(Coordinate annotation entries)
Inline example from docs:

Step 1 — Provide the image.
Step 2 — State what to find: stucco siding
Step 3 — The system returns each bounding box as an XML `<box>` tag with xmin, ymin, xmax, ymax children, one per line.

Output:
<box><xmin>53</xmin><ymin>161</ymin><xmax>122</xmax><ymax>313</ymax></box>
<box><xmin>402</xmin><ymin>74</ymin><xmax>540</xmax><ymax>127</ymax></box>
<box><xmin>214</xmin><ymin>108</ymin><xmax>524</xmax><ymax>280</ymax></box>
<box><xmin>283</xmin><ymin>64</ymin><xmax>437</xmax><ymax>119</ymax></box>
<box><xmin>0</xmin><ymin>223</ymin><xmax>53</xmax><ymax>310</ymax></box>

- [What to do] Can you reproduce every line of the material above, leaving everything else unchanged but shifting each bounding-box coordinate up by 61?

- [Final result]
Inline example from docs:

Step 1 — Provide the image.
Step 2 — State what to find: stucco siding
Step 3 — The system returns each bounding box as an XML `<box>` tag with xmin, ymin, xmax, ymax children, one per line.

Output:
<box><xmin>114</xmin><ymin>222</ymin><xmax>183</xmax><ymax>374</ymax></box>
<box><xmin>463</xmin><ymin>135</ymin><xmax>601</xmax><ymax>188</ymax></box>
<box><xmin>275</xmin><ymin>169</ymin><xmax>585</xmax><ymax>341</ymax></box>
<box><xmin>344</xmin><ymin>125</ymin><xmax>498</xmax><ymax>180</ymax></box>
<box><xmin>61</xmin><ymin>284</ymin><xmax>114</xmax><ymax>371</ymax></box>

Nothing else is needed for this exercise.